WORK TO COMPLETE:
Can you set out every line of the items below as a numbered list, with blank lines skipped and the pictures left out?

*-*-*

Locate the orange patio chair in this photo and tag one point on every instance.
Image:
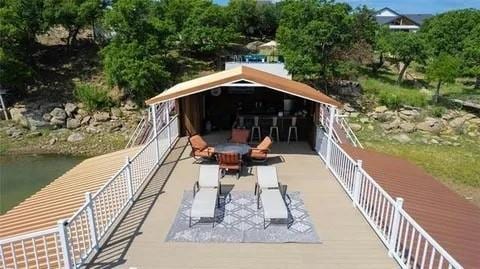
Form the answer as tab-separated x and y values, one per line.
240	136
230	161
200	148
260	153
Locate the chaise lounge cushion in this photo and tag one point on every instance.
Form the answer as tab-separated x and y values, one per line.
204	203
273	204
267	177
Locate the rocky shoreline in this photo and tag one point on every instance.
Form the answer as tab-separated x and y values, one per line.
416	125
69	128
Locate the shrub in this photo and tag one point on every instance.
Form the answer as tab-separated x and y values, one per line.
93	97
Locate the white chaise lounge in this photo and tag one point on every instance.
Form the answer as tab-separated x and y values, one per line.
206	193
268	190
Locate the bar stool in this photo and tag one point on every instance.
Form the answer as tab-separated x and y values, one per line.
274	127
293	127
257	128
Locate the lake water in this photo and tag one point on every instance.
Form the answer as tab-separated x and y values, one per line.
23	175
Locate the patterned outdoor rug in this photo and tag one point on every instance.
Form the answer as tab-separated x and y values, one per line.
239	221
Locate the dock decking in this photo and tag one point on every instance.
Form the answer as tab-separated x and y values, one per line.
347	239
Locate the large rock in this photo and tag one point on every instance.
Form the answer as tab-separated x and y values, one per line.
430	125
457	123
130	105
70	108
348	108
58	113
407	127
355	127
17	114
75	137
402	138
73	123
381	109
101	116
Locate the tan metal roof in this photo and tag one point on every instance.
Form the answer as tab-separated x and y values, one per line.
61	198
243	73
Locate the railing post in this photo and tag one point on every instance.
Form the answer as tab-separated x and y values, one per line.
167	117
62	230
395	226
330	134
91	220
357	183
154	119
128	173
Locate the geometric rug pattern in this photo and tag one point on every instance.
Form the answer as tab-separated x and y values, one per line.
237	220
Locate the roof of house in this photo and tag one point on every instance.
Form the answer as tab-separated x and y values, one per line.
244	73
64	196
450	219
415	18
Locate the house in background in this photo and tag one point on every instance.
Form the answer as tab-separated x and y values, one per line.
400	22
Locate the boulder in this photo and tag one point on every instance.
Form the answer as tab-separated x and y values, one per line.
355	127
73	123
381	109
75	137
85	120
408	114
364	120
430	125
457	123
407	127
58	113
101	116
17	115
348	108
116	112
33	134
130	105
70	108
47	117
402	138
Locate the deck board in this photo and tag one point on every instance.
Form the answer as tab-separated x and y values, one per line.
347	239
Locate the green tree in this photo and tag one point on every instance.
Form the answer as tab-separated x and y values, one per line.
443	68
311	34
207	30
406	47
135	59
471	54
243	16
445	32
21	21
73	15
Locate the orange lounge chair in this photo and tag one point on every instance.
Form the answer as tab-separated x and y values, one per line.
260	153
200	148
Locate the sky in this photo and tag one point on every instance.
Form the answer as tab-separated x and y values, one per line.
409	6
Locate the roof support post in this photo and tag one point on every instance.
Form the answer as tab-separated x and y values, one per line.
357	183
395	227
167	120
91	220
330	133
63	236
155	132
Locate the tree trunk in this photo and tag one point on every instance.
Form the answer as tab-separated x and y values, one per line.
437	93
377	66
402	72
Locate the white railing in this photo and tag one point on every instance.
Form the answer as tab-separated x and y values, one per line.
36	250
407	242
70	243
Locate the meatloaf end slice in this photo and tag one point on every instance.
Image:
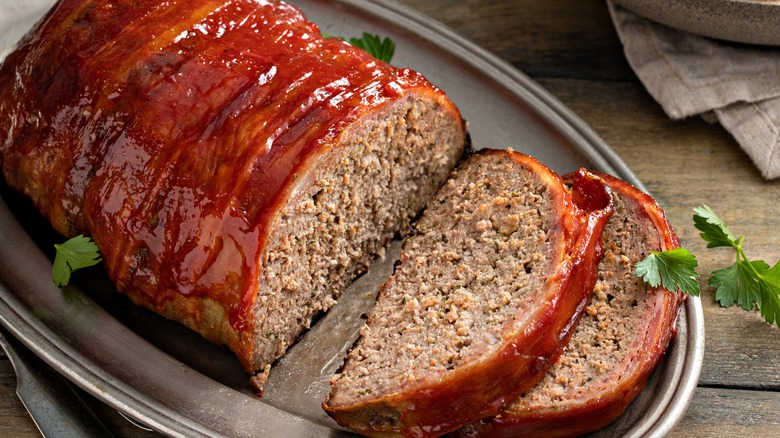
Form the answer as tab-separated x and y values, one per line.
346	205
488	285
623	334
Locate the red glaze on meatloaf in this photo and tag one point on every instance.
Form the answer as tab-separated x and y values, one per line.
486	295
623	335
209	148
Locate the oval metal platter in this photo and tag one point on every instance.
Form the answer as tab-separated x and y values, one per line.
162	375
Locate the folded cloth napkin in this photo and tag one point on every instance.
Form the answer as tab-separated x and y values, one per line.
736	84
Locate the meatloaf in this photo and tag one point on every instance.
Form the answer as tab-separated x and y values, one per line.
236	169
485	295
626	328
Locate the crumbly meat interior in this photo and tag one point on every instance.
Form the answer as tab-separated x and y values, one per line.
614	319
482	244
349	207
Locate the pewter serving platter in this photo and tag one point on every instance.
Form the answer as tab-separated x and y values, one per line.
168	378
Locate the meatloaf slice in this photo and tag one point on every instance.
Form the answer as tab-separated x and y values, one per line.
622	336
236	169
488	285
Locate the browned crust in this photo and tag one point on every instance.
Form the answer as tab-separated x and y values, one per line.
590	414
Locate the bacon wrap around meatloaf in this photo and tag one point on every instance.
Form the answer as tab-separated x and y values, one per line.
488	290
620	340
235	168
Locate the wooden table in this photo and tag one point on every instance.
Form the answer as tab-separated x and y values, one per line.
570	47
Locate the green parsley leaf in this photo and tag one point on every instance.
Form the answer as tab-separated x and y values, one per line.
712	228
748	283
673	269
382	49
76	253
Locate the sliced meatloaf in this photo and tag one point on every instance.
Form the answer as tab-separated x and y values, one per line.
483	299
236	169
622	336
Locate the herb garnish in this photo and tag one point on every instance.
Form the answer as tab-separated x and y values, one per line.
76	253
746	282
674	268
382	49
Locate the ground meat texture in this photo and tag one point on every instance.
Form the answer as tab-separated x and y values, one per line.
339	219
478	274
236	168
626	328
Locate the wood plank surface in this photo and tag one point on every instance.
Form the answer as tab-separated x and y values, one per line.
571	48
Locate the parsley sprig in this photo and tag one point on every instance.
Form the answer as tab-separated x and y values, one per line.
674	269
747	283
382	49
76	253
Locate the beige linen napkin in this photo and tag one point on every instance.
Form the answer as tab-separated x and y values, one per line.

*-*-*

COMPLETE OUTPUT:
1. Locate the orange patio chair in this photo and tag one point on every instance.
2. Image:
3. Form the answer as tab-separated x and y values, one per line.
4. 240	136
5. 230	161
6. 200	148
7. 260	153
8. Locate the chaise lounge cushion in this photo and tag one point on every instance.
9. Form the answer as tab-separated x and y values, one per line.
10. 204	203
11. 273	204
12. 267	177
13. Locate the rocky shoreline in this photo and tag one point on every instance.
14. Form the answer as tab-separated x and y values, one per line.
15. 416	125
16. 69	128
17. Locate the shrub in this photo and tag one point on every instance.
18. Form the answer as tab-separated x and y values, one per line.
19. 93	97
20. Locate the white chaise lounge in this photo and tag one point on every instance.
21. Form the answer as tab-separated x and y values, one per line.
22. 206	193
23. 268	190
24. Locate the bar stool in this photo and tag one point on every instance.
25. Form the answer as tab-separated x and y values, one per line.
26. 274	127
27. 293	127
28. 257	128
29. Locate the lake water in this photo and tag one point on every instance.
30. Form the answer as tab-separated x and y values, one per line.
31. 23	175
32. Locate the patterned outdoor rug in this photo and tag one point on every instance.
33. Form the answer as tab-separated x and y values, one per line.
34. 239	221
35. Locate the dock decking in this photo and tag one point on every instance.
36. Form the answer as tab-separated x and y values, one per line.
37. 347	239
38. Locate the large rock in this photo and tag one point on every instance.
39. Form the answer as tab-separated x and y values, one per line.
40. 430	125
41. 457	123
42. 130	105
43. 70	108
44. 348	108
45. 58	113
46. 407	127
47. 355	127
48. 17	114
49. 75	137
50. 402	138
51. 73	123
52. 381	109
53. 101	116
54. Locate the tan metal roof in this photo and tag one point on every instance.
55. Form the answer as tab-separated x and y values, one per line.
56. 61	198
57. 243	73
58. Locate the railing post in this photo and tag one point on every instance.
59. Form the answer as tab-separated x and y values, one per line.
60. 167	117
61. 62	230
62. 395	226
63. 330	134
64. 91	220
65. 357	183
66. 154	119
67. 128	173
68. Locate the geometric rug pattern in this photo and tag one point on every instance.
69. Form the answer as tab-separated x and y values, one per line.
70. 237	220
71. Locate the roof of house in this photo and tag one point on every instance.
72. Form the answer as tab-separated x and y values, one per line.
73. 244	73
74. 64	196
75. 450	219
76. 415	18
77. Locate the house in background in this photo and tag one point on every instance.
78. Form the answer as tab-separated x and y values, one per line.
79. 400	22
80. Locate the boulder in this photo and tag one point on every instance.
81. Form the answer as tab-separated x and y values, one per line.
82. 355	127
83. 73	123
84. 381	109
85. 75	137
86. 85	120
87. 408	114
88. 364	120
89. 430	125
90. 457	123
91. 407	127
92. 58	113
93. 101	116
94. 17	115
95. 348	108
96. 116	112
97. 33	134
98. 130	105
99. 70	108
100. 47	117
101. 402	138
102. Locate the deck board in this photo and tag one point on every instance.
103. Form the answer as tab-separated x and y values, one per line.
104. 347	239
105. Locate the green tree in this photo and tag one point on every instance.
106. Form the answer as tab-separated x and y values, one per line.
107. 443	68
108. 311	34
109. 207	30
110. 406	47
111. 135	59
112. 471	54
113. 243	16
114. 445	32
115. 21	21
116. 73	15
117. Locate the orange lounge chair in this photo and tag one point on every instance.
118. Form the answer as tab-separated x and y values, one per line.
119. 260	153
120. 200	148
121. Locate the sky in this photo and tag one point on every instance.
122. Form the answer as tab-separated x and y values, one per line.
123. 409	6
124. Locate the roof support post in this photo and tag one point on every instance.
125. Form the answer as tab-separated x and y values, one per line.
126. 357	183
127. 395	227
128. 167	120
129. 91	220
130. 330	133
131. 63	236
132. 155	132
133. Locate the tree trunk in this photo and tag one point on every instance.
134. Form the answer as tab-separated x and y values, one per line.
135. 437	93
136. 377	66
137. 402	72
138. Locate the white railing in this photo and tag one point on every instance.
139. Form the answer as tab-separated x and y values, one per line.
140. 36	250
141. 407	242
142. 70	243
143. Locate the meatloaf end slice in this photo and tag one point on every instance.
144. Image:
145. Form the answer as tab-separated x and y values, one per line.
146. 346	205
147. 488	285
148. 623	334
149. Locate the red glaze on meatloaf in this photo and tag one point on every instance.
150. Form the answer as tab-separated x and y values, one per line.
151. 486	295
152. 623	335
153. 209	148
154. Locate the oval metal platter in this photo and tag one point on every instance.
155. Form the answer as tab-separated x and y values, one per line.
156. 162	375
157. Locate the folded cloth napkin in this photo and tag one point on every instance.
158. Form the answer as tab-separated x and y values, one per line.
159. 736	84
160. Locate the meatloaf in this photo and tag one point on every instance.
161. Form the answer as tab-separated x and y values, one per line.
162. 236	169
163. 485	295
164. 626	328
165. Locate the crumbly meat interior in this photo and tag one point on every instance.
166. Form the answer as tab-separated x and y values, one per line.
167. 614	319
168. 482	244
169. 349	207
170. Locate the pewter serving platter in this photo and tag one point on every instance.
171. Form the answer as tab-separated x and y values, one per line.
172. 168	378
173. Locate the meatloaf slice in this photo and tag one point on every instance.
174. Form the answer as tab-separated x and y values, one per line.
175. 622	336
176. 236	169
177. 488	285
178. Locate the browned crust in this photo and tag one point on every instance.
179. Form the answer as tab-separated x and y values, one per line.
180. 590	414
181. Locate the bacon wrap around meatloaf in this photo and tag one point on every instance.
182. Form the answer as tab-separated x and y values, one per line.
183. 488	290
184. 620	340
185. 235	168
186. Locate the wooden table in this photo and tag one point on every instance.
187. Form the answer as tab-separated x and y values, one per line.
188. 570	47
189. Locate the green parsley leaf in this photo and tag one point on every instance.
190. Form the answer as tab-separated x and y values, one per line.
191. 712	228
192. 748	283
193. 673	269
194. 382	49
195. 76	253
196. Locate the sliced meatloaf in this photo and tag one point on every instance.
197. Form the answer as tab-separated x and y values, one per line.
198. 483	299
199. 236	169
200. 622	336
201. Locate the herb garnish in this photo and tag one point on every instance.
202. Form the answer as tab-separated x and y values, one per line.
203. 76	253
204. 746	282
205. 674	268
206. 382	49
207. Locate the ground meat texture in this photo and tag one point on every instance.
208. Form the answer as tab-separated x and y values, one per line.
209. 339	219
210. 478	274
211. 236	168
212. 626	328
213. Locate the wood plank surface in this photo and tag one point on every instance.
214. Form the answer as tab-separated x and y values, one per line.
215. 571	48
216. Locate the parsley sprig in this photo and tag one point on every instance.
217. Form the answer as tab-separated x and y values, one per line.
218. 674	269
219. 747	283
220. 382	49
221. 76	253
222. Locate the beige linen napkin in this photo and tag one point on every instance.
223. Form the answer as tab-separated x and y values, one per line.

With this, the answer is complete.